— Problem to work on —
Change every "biggest circle" in the records below to "largest circle", and reproduce the records with nothing else altered.

__________________________________________________

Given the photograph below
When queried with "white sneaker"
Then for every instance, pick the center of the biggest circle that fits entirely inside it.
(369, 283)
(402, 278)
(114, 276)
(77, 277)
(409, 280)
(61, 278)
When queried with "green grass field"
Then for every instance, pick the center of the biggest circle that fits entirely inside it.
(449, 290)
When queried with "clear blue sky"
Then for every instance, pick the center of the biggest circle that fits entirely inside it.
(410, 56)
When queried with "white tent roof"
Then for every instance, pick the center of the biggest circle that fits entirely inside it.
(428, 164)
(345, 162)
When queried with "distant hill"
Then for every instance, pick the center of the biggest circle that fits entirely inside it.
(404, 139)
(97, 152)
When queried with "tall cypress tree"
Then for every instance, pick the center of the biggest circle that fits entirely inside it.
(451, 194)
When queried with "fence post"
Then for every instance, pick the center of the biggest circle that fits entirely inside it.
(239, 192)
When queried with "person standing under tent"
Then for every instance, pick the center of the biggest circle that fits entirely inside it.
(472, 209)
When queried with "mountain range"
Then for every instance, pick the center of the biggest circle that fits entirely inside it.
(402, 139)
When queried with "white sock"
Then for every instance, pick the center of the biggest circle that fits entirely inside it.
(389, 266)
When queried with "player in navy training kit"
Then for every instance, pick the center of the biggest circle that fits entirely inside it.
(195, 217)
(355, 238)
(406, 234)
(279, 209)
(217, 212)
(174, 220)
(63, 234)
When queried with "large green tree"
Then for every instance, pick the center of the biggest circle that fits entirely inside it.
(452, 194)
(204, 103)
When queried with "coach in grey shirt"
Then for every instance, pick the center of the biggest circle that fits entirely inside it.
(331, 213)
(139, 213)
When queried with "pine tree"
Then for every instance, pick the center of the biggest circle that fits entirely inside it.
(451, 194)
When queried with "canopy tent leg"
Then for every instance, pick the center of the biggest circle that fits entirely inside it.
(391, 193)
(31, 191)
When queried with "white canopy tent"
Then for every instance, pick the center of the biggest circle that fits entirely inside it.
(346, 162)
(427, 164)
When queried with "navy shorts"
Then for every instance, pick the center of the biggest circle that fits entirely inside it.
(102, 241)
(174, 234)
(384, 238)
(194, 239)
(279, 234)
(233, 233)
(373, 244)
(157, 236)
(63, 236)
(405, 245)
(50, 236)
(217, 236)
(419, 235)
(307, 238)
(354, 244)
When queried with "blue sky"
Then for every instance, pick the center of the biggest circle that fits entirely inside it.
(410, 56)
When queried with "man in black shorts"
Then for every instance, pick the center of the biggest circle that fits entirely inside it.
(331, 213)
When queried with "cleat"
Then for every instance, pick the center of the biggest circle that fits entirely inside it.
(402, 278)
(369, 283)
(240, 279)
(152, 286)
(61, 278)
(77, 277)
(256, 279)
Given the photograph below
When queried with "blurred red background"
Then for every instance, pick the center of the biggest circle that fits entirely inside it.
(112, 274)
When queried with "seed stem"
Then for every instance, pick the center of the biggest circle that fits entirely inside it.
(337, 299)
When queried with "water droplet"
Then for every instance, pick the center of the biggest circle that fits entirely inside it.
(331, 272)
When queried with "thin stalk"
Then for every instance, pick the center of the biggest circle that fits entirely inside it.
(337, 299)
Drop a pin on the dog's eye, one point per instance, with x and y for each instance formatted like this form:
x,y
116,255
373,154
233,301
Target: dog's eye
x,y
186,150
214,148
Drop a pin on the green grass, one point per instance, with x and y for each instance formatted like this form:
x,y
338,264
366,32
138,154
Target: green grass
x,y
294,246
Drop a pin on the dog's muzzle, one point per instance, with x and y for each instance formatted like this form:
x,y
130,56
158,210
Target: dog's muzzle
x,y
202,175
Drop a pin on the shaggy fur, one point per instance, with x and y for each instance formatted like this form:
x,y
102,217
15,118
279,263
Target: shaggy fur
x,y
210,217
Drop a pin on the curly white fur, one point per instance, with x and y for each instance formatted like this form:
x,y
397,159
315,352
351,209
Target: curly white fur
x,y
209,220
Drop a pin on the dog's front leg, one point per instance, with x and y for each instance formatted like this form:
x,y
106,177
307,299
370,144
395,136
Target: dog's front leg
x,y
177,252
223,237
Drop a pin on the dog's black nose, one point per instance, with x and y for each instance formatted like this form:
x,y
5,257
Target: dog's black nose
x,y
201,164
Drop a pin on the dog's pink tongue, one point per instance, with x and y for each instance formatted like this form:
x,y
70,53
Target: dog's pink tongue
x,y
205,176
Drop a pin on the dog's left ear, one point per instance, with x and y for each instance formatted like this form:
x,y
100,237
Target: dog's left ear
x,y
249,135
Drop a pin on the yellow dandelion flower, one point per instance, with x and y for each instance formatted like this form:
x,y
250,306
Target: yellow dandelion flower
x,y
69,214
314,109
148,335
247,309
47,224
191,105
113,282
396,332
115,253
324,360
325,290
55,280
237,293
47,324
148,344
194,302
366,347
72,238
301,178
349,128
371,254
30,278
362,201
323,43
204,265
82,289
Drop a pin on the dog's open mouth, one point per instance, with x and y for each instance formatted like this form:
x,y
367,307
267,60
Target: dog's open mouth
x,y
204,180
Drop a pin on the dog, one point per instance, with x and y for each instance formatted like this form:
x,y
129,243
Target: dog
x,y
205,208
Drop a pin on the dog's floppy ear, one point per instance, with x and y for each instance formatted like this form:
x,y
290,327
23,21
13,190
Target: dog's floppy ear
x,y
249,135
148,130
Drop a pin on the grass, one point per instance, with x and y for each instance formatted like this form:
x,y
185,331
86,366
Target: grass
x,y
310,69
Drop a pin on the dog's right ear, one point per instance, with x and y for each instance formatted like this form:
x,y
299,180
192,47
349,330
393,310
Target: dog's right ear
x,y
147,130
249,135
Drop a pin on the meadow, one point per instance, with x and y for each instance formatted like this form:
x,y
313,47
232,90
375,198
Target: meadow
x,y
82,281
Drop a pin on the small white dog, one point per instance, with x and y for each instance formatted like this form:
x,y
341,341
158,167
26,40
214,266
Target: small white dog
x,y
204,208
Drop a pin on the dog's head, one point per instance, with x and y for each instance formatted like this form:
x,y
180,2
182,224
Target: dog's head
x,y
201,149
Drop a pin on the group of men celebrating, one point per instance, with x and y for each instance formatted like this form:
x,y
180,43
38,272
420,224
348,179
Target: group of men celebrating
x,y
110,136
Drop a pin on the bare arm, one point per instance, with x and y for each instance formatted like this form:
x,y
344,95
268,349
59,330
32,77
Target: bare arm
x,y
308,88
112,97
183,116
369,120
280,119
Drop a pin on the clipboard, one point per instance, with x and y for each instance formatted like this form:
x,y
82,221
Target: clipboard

__________________________________________________

— Finished task —
Given the photograph below
When queried with "white sneaker"
Then for every instance, pick the center of the largest circle that fits entirely inside it.
(369, 283)
(402, 278)
(114, 276)
(77, 277)
(409, 280)
(61, 278)
When queried with "green grass field"
Then for every instance, pick the center of the largest circle that fits entirely inside it.
(449, 290)
When queried with "clear blue sky"
Then for every instance, pick the center of the largest circle that fits entirely inside it.
(410, 56)
When queried with "white tent roof"
Then for every instance, pick the center of the largest circle that fits entirely inside it.
(428, 164)
(345, 162)
When queried with "distant hill"
Then for every instance, pick the center of the largest circle that fits entirely inside it.
(404, 139)
(97, 152)
When queried with "tall cypress tree"
Then for every instance, pick the center of the largest circle that fits entirely inside it.
(451, 194)
When queried with "fence post"
Then for every instance, pick the center of the largest circle that fits entirely inside it.
(239, 192)
When queried with "person standing under tent"
Then for every instance, pick the center of the largest circle that fits entirely inside it.
(472, 209)
When queried with "mountain range"
Then for every instance, pick the center of the largest circle that fits entirely inside it.
(402, 139)
When queried with "white sock"
Then for every instance, pick the center of the largest circle that fits entirely inside it.
(389, 266)
When queried with "player in navy training kit"
Then for every instance, pick the center of the largest circle that fits entirely inside it.
(195, 217)
(355, 238)
(406, 234)
(279, 209)
(217, 212)
(174, 220)
(63, 234)
When queried with "large green tree"
Then for every instance, pick the center of the largest circle that fits entirely inside it.
(452, 194)
(204, 103)
When queried with "coach in grey shirt"
Then for every instance, pick the center of the largest circle that fits entirely inside it.
(331, 213)
(139, 213)
When queried with "pine tree"
Then for every instance, pick the center of the largest circle that fits entirely inside it.
(451, 194)
When queried with "canopy tent leg"
Then for every instance, pick the center of the largest circle that fits entirely inside it.
(391, 193)
(31, 191)
When queried with "white canopy tent"
Then for every instance, pick the center of the largest circle that fits entirely inside it.
(346, 162)
(427, 164)
When queried with "navy shorts"
Then for every instance, pick the center of the largest circle that fits entirely inside it.
(102, 241)
(174, 234)
(384, 238)
(194, 239)
(279, 234)
(233, 233)
(373, 244)
(157, 236)
(63, 236)
(405, 245)
(50, 236)
(217, 236)
(419, 235)
(307, 238)
(354, 244)
When queried with "blue sky"
Then for every instance, pick the center of the largest circle that fits entirely inside it.
(410, 56)
When queried with "man in black shorts"
Then for every instance, pick the center of the largest circle that fits entirely inside it.
(331, 213)
When queried with "cleat"
Then for every instance, pick the center of the largest circle that fits entirely inside it.
(402, 278)
(369, 283)
(240, 279)
(152, 286)
(61, 278)
(77, 277)
(256, 279)
Given the photograph below
When queried with "blurred red background"
Then for every instance, pick the center of the largest circle that fits entirely inside it.
(112, 274)
When queried with "seed stem"
Then for every instance, pick the center of the largest circle that fits entirely inside it.
(337, 299)
When queried with "water droplet"
Then for every instance, pick the center of the largest circle that fits entirely inside it.
(331, 272)
When queried with "thin stalk"
Then for every instance, pick the center of the largest circle that fits entirely inside it.
(337, 299)
Drop a pin on the dog's eye, one point per instance, with x and y for each instance formatted like this form:
x,y
116,255
373,154
233,301
Target: dog's eye
x,y
186,150
214,148
Drop a pin on the green grass, one point per instance, with x and y for each instance formatted like this form:
x,y
338,264
366,32
138,154
Target: green grass
x,y
294,246
Drop a pin on the dog's muzzle, one point per instance, with x and y for each instance formatted like this form:
x,y
130,56
158,210
Target: dog's muzzle
x,y
202,175
Drop a pin on the shaggy fur, one point per instance, with x and y for each instance formatted like this form:
x,y
102,217
15,118
279,263
Target: shaggy fur
x,y
210,217
Drop a pin on the curly white fur, one point per instance, with x and y for each instance formatted like this form:
x,y
397,159
315,352
351,209
Target: curly white fur
x,y
209,220
Drop a pin on the dog's front leg, one point per instance, with x and y for each instance formatted like this form:
x,y
106,177
307,299
370,144
395,136
Target: dog's front leg
x,y
177,252
223,237
Drop a pin on the dog's black nose, one point per instance, with x and y for each instance formatted like this form:
x,y
5,257
Target: dog's black nose
x,y
201,164
Drop a pin on the dog's pink tongue, one point per instance, with x and y for each instance formatted like this form:
x,y
70,53
Target: dog's pink tongue
x,y
205,176
Drop a pin on the dog's left ear, one point per instance, with x and y for each instance formatted like this form:
x,y
100,237
Target: dog's left ear
x,y
249,135
Drop a pin on the yellow dandelion flower, one point per instance, with x and y for each instance formatted like this form:
x,y
250,306
Target: yellow dandelion flower
x,y
69,214
314,109
148,335
247,309
47,224
191,105
113,282
396,332
115,253
324,360
325,290
55,280
237,293
47,324
148,344
194,302
366,347
72,238
301,178
349,128
371,254
30,278
362,201
323,43
204,265
82,289
Drop a pin on the dog's open mouth, one point per instance, with x and y for each instance formatted like this form:
x,y
367,307
267,60
Target: dog's open mouth
x,y
204,180
Drop a pin on the dog, one point per instance, with x and y for each instance formatted like this form:
x,y
129,243
Target: dog
x,y
205,208
Drop a pin on the dog's floppy ear, one point per instance, with x and y for each instance formatted like this form:
x,y
290,327
23,21
13,190
Target: dog's floppy ear
x,y
249,135
148,130
Drop a pin on the grass, one point per instance, with x and y for each instance formatted like this form:
x,y
185,331
86,366
Target: grass
x,y
310,69
Drop a pin on the dog's right ear, one point per instance, with x and y for each instance formatted like this form:
x,y
299,180
192,47
349,330
393,310
Target: dog's right ear
x,y
147,130
249,135
Drop a pin on the meadow, one point per instance, with x and y for each instance formatted like this form:
x,y
313,47
232,90
375,198
Target: meadow
x,y
82,281
Drop a pin on the small white dog, one point per instance, with x and y for each instance formatted like this form:
x,y
341,341
158,167
26,40
214,266
Target: small white dog
x,y
204,208
Drop a pin on the dog's head, one point per instance, with x and y for each instance formatted like this form:
x,y
180,2
182,224
Target: dog's head
x,y
201,149
Drop a pin on the group of men celebrating, one point per instance, with x and y for each instance formatted like this form:
x,y
180,43
38,272
420,224
348,179
Target: group of men celebrating
x,y
110,136
Drop a pin on the bare arm, one point per instance, with x and y for each instance formatted like this form:
x,y
344,95
268,349
59,330
32,77
Target: bare arm
x,y
308,88
112,97
183,116
369,120
280,119
Drop a pin on the clipboard, one point per instance, with x and y for each instance formatted like this form:
x,y
82,221
Target: clipboard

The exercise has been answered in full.